━━━━━ DATA SHOWN ━━━━━

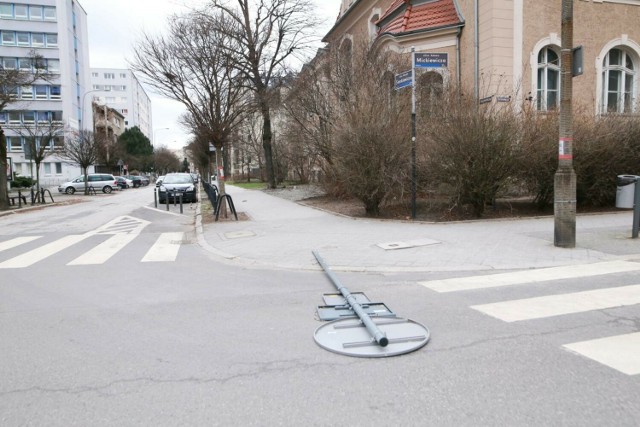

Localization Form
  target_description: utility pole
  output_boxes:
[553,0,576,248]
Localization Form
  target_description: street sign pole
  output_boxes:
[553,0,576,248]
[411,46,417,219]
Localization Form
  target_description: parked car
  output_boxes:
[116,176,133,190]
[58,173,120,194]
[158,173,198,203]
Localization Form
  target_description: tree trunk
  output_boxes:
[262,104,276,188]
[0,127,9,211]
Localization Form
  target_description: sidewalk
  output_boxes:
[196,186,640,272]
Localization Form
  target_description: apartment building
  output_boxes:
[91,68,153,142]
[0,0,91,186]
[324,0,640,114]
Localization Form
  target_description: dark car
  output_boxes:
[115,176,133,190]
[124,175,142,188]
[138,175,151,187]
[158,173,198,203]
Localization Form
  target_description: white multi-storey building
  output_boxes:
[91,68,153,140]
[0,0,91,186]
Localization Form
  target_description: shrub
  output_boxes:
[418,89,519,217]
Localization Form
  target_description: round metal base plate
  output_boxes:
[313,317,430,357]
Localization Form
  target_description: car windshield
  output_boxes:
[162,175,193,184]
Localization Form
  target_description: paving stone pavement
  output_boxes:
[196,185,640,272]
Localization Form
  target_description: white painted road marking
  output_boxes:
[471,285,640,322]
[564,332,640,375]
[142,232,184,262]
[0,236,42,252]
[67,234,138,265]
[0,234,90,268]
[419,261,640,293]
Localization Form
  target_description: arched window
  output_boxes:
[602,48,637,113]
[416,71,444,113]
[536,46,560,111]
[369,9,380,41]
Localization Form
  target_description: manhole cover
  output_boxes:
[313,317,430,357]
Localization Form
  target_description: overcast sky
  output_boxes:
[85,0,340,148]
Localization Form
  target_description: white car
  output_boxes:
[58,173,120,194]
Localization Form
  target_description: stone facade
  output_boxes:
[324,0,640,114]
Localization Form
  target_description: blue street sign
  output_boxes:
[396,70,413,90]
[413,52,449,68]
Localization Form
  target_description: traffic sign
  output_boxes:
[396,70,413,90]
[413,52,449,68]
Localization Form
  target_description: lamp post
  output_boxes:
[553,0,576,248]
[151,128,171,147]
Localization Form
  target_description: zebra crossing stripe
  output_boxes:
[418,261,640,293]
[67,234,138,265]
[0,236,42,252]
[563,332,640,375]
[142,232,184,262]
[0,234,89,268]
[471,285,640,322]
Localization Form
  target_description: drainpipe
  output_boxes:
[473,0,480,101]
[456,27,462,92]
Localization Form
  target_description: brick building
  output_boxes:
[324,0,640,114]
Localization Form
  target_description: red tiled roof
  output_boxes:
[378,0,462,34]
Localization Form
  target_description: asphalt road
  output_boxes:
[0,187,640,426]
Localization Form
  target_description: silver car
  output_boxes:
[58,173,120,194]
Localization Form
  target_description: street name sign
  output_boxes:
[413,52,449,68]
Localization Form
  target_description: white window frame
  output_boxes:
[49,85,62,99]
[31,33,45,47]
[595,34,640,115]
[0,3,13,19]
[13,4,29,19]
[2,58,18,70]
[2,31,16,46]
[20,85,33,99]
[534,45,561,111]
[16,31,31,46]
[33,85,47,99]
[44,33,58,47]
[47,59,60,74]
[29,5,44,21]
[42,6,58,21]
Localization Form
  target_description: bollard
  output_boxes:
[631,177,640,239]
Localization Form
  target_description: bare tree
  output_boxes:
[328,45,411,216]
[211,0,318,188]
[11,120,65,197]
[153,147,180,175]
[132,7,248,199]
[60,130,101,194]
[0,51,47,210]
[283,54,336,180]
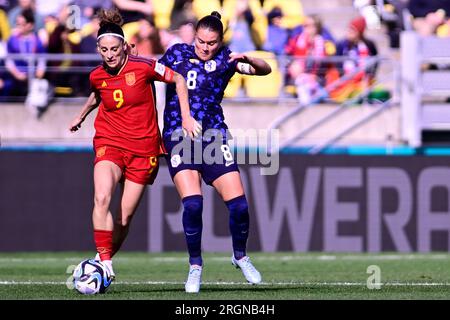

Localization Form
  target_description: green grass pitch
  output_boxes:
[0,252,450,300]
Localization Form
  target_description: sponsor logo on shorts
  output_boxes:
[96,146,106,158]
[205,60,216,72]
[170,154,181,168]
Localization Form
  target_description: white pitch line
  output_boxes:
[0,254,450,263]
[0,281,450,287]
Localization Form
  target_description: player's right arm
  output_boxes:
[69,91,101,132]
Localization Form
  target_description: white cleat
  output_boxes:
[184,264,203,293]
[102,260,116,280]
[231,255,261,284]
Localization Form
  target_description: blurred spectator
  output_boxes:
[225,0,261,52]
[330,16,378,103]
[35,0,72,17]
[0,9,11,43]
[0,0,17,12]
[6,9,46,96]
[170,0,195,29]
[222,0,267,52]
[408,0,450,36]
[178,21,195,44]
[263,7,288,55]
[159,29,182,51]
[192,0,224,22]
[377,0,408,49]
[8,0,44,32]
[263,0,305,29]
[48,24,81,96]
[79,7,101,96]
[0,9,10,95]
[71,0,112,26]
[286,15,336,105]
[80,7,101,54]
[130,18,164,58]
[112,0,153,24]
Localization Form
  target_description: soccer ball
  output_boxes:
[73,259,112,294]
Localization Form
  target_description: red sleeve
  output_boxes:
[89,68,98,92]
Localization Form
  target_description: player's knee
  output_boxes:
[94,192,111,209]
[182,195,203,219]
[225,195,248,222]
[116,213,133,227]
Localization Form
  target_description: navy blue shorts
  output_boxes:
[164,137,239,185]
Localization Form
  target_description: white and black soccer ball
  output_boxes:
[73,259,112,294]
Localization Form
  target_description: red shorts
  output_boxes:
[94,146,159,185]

━━━━━

#### EXERCISE DESCRIPTION
Reproduce the rows from their start up to and including the line with "[151,128,171,147]", requests and all. Scale each bounding-box coordinate in the answers by 1.55 and round to whole numbers with halves going up, and leave the pictures out.

#### ANSWER TO THIS TASK
Localization Form
  target_description: utility pole
  output_boxes:
[857,0,893,384]
Localization Form
  target_description: street sign pole
  output_boxes:
[857,0,893,384]
[637,71,646,339]
Localization Form
  target_description: parked car
  output_boxes:
[180,273,206,295]
[90,268,186,301]
[245,268,307,315]
Localization Form
  target_description: tree trunk
  output_boxes:
[406,161,428,291]
[0,197,14,327]
Localization Form
  target_description: sidewalk
  output_boxes:
[304,288,992,422]
Localization Form
  target_description: apartment building
  output_boxes:
[141,105,237,220]
[0,0,141,288]
[502,0,992,177]
Localization Form
  target_description: dark car
  output_boxes:
[178,273,206,295]
[192,271,220,291]
[214,271,234,290]
[245,268,307,315]
Localization Form
  target_description: white multi-storey building
  output_boxes:
[141,105,237,217]
[0,0,141,288]
Localization Form
  target_description: shrub
  output_boxes:
[648,138,804,336]
Localization Form
  target_description: round metal base plate
  output_boxes:
[485,491,667,553]
Localization Form
  target_description: car windshield
  output_boxes:
[251,271,299,285]
Localization Form
  target_description: paving stone pavement
  output_boxes:
[304,287,992,422]
Localization Form
  target_description: white painted road marking
  output_boxes:
[730,442,992,499]
[874,515,992,581]
[220,360,285,406]
[0,366,65,391]
[104,363,214,411]
[0,363,140,415]
[649,405,992,454]
Localization Form
  target_description: arched window
  output_boxes:
[933,74,987,175]
[645,110,688,175]
[831,71,868,172]
[572,14,589,64]
Localization Form
  target_description: manhole cover
  output_boxes:
[485,491,667,553]
Localization Form
  target_description: overcast sky
  output_boxes:
[132,0,527,229]
Localization Form
  target_description: white car
  output_boxes:
[90,268,186,301]
Localization Form
  target_description: stone facade
  output_boxes:
[502,0,992,177]
Localization Form
  target_description: blue street sign
  output_boxes:
[614,109,640,140]
[640,81,696,105]
Localization Form
  target_description: traffic sign
  output_boxes:
[614,109,640,140]
[640,81,696,105]
Localization Form
  target_description: lamp post
  output_boxes:
[857,0,893,384]
[234,198,265,228]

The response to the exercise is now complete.